__THE RECORDS__.
====================
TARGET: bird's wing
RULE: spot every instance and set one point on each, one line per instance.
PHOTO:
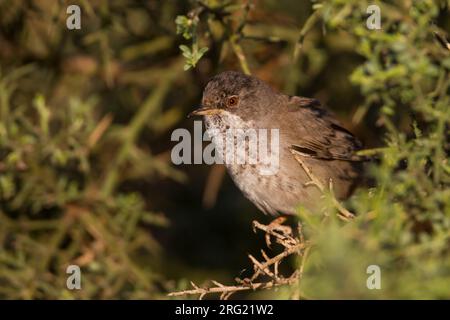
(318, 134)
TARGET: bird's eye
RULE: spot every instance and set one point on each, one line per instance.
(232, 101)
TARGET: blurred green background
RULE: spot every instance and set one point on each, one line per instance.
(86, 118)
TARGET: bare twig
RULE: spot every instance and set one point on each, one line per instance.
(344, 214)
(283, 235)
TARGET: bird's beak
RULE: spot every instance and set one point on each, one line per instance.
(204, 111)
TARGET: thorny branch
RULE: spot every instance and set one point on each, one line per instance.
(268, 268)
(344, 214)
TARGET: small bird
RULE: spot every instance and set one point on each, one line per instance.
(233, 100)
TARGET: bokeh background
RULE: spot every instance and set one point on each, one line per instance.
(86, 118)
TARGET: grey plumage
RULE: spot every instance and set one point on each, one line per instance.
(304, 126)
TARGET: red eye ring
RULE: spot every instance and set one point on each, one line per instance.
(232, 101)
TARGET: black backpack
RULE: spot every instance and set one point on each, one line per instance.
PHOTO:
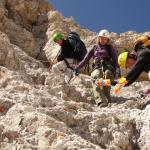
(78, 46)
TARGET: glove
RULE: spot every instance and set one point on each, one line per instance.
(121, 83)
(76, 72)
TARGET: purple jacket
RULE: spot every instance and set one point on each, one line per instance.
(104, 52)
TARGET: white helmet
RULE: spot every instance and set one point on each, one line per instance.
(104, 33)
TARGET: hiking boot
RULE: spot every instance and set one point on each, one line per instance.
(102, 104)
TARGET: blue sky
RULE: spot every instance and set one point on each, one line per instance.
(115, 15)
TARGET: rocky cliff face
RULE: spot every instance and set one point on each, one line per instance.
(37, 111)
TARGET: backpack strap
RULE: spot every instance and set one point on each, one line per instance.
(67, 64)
====================
__HOW TO COMPLETE THIS TASK__. Could you repeat exactly the lines in the listing above from the one with "TARGET: bokeh background" down to the one with "TARGET: red eye ring"? Include both of those lines.

__ANSWER TO THE PROBLEM__.
TARGET: bokeh background
RULE: spot every instance and set one point on each, one line per instance.
(86, 118)
TARGET: grey plumage
RULE: spot every instance and set one point on each, one line per instance.
(304, 126)
TARGET: red eye ring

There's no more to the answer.